:: CONSIGNE ÉCRITE ::
Pouvez-vous recopier toutes les lignes des données ci-dessous sans rien y changer ?

:: DONNÉES FOURNIES ::
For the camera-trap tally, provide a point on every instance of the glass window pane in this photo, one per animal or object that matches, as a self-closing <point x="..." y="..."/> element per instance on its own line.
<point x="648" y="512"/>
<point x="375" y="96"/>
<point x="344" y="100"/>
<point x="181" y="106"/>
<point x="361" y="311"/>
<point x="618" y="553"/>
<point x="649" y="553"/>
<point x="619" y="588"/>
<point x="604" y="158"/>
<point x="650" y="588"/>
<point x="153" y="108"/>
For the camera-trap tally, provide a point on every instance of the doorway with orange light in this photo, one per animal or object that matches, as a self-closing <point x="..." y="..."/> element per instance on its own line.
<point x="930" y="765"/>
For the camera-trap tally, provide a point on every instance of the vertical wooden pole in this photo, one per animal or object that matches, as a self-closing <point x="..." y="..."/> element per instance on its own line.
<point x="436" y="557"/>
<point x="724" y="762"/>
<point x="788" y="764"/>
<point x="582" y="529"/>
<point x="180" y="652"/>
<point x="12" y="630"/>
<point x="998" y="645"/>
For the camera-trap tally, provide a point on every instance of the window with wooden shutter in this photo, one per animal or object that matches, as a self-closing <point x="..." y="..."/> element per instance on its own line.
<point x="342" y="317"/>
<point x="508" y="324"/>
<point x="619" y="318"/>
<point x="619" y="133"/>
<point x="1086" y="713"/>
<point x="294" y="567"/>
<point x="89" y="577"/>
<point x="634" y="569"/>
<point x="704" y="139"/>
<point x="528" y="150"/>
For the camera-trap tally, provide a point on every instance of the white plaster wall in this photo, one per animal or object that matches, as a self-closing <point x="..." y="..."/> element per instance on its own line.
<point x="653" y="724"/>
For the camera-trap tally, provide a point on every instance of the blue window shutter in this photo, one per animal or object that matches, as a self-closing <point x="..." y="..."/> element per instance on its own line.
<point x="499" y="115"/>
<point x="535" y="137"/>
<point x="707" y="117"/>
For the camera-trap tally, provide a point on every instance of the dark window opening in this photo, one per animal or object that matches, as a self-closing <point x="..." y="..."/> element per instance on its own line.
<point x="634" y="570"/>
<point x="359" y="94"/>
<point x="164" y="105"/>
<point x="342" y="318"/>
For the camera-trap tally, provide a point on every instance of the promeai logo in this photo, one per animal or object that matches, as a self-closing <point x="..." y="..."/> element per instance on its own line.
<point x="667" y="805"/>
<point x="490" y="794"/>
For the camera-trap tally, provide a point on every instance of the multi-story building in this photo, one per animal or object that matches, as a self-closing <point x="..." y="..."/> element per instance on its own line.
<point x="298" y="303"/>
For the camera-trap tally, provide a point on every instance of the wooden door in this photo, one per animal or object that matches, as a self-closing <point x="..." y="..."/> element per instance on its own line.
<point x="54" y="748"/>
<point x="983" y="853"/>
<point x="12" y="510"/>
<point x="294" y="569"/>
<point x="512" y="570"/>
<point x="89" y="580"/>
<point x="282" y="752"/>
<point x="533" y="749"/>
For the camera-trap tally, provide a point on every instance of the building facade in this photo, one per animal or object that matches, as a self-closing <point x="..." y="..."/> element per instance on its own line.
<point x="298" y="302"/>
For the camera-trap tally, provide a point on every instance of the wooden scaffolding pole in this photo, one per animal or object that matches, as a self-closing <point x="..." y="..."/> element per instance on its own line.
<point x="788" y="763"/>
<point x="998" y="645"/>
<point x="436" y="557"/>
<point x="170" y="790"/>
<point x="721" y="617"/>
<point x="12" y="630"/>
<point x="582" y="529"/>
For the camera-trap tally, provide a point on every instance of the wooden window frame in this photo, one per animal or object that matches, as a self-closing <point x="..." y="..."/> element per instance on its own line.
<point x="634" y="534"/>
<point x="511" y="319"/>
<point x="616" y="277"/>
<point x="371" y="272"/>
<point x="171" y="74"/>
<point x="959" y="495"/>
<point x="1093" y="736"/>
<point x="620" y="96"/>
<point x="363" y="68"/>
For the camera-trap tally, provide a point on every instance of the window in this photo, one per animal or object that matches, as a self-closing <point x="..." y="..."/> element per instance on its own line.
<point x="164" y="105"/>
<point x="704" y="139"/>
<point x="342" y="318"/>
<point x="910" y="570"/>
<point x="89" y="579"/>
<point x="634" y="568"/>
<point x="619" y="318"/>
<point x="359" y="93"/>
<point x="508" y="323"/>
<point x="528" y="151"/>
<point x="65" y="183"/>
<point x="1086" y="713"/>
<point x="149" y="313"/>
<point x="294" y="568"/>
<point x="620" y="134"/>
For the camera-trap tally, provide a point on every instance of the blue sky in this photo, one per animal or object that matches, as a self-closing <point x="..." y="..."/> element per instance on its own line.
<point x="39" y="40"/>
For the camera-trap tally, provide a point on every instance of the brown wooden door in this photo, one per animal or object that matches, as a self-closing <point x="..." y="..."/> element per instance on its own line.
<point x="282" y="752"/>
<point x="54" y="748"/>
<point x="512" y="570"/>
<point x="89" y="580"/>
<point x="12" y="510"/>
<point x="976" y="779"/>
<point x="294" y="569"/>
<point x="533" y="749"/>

:: SOLUTION COMPLÈTE ::
For the camera-trap tally, provide a point on every instance of the glass window pane in this photo, one per animal or object that matches, as a self-closing <point x="..." y="..."/> element per instance on its own line.
<point x="648" y="512"/>
<point x="375" y="96"/>
<point x="344" y="100"/>
<point x="181" y="106"/>
<point x="361" y="311"/>
<point x="618" y="553"/>
<point x="649" y="553"/>
<point x="619" y="588"/>
<point x="604" y="158"/>
<point x="650" y="588"/>
<point x="153" y="108"/>
For the camera-trap tally, provide a point on every instance of the doorway with orange light in this photo, one per animal or object that matches, as a self-closing <point x="..." y="..."/> element per instance on its own line.
<point x="930" y="765"/>
For the camera-trap tally, provide a point on every instance of the vertical wooden pole in this photo, one per animal or object that matches, as a self-closing <point x="..." y="..."/> element per instance on its own line.
<point x="436" y="557"/>
<point x="724" y="762"/>
<point x="788" y="764"/>
<point x="582" y="529"/>
<point x="180" y="652"/>
<point x="12" y="630"/>
<point x="998" y="645"/>
For the camera-trap tally, provide a point on every instance of the window with wooden shutter in this photo, one per animal or object that matches, as a self-closing <point x="..." y="..."/> element per instance on its own line.
<point x="342" y="317"/>
<point x="508" y="324"/>
<point x="619" y="318"/>
<point x="619" y="133"/>
<point x="1086" y="713"/>
<point x="294" y="567"/>
<point x="89" y="577"/>
<point x="634" y="569"/>
<point x="704" y="139"/>
<point x="528" y="150"/>
For the camera-trap tally, provide a point on every instance of the white plaster wall in this photo, one per animal or object that matches, as a self-closing <point x="..." y="..."/> element per instance on its own line.
<point x="653" y="724"/>
For the camera-trap tally, provide a point on every instance of the blue window shutter in this photo, one per animal or object that matches, as a self-closing <point x="..." y="..."/> element per instance on its own line.
<point x="499" y="115"/>
<point x="535" y="137"/>
<point x="707" y="117"/>
For the camera-trap tally, provide a point on every instance of the dark window opening in this photo, one per animal or object that matches, as a self-closing <point x="..." y="..."/> element per instance on its own line.
<point x="634" y="570"/>
<point x="359" y="94"/>
<point x="164" y="105"/>
<point x="342" y="318"/>
For the camera-trap tally, provide a point on every instance of the promeai logo in this photo, one per animal or object that matches, as a self-closing <point x="..." y="..."/> element per instance on its own line.
<point x="667" y="805"/>
<point x="490" y="794"/>
For the camera-trap tally, provide a point on every instance of the multi-story building in this photo, one per animal or object that matches, as a self-closing <point x="..." y="..."/> element per instance on its own line.
<point x="298" y="303"/>
For the camera-trap tally, provide a point on every instance of the wooden door in this photo, one per animal or object that matches, as a self-closing <point x="..." y="..."/> element per instance on its own line.
<point x="54" y="748"/>
<point x="983" y="853"/>
<point x="12" y="510"/>
<point x="294" y="569"/>
<point x="512" y="570"/>
<point x="89" y="580"/>
<point x="282" y="752"/>
<point x="533" y="749"/>
For the camera-trap tally, provide a point on every instance of the building facade in this photo, one per animal or object that matches, as a self-closing <point x="..." y="..."/> element per instance on its own line.
<point x="298" y="302"/>
For the camera-trap tally, provide a point on every instance of the wooden scaffolding pole in this photo, one per animal or object that matches, as a self-closing <point x="..." y="..."/> element per instance on its own line.
<point x="788" y="763"/>
<point x="998" y="645"/>
<point x="436" y="557"/>
<point x="170" y="790"/>
<point x="721" y="617"/>
<point x="12" y="630"/>
<point x="582" y="529"/>
For the camera-trap tally, provide a point on every instance of the wooden window frame in this photo, one per animal or object that matches, as a self-closing <point x="..." y="..."/> element per instance on its own line.
<point x="634" y="534"/>
<point x="511" y="319"/>
<point x="616" y="277"/>
<point x="371" y="272"/>
<point x="171" y="74"/>
<point x="959" y="495"/>
<point x="1093" y="736"/>
<point x="620" y="96"/>
<point x="363" y="68"/>
For the camera-trap tally, provide a point on every instance of the window in this photo, one per animal or object that matches, as a self-closing <point x="..." y="..."/> element per instance on its own line.
<point x="164" y="105"/>
<point x="704" y="139"/>
<point x="342" y="318"/>
<point x="910" y="570"/>
<point x="89" y="579"/>
<point x="634" y="568"/>
<point x="619" y="318"/>
<point x="359" y="93"/>
<point x="508" y="323"/>
<point x="528" y="151"/>
<point x="65" y="183"/>
<point x="1086" y="713"/>
<point x="149" y="313"/>
<point x="294" y="568"/>
<point x="620" y="134"/>
For the camera-trap tally, provide a point on every instance of the blue sky in this photo, one per animal or object that matches, as a self-closing <point x="..." y="..."/> element per instance on its own line.
<point x="39" y="40"/>
For the camera-trap tally, provide a point on every instance of the brown wooden door in this photo, one per animal or object that matches, as a self-closing <point x="..." y="..."/> element per instance on its own line.
<point x="282" y="752"/>
<point x="54" y="748"/>
<point x="512" y="570"/>
<point x="89" y="580"/>
<point x="12" y="510"/>
<point x="976" y="779"/>
<point x="294" y="569"/>
<point x="533" y="749"/>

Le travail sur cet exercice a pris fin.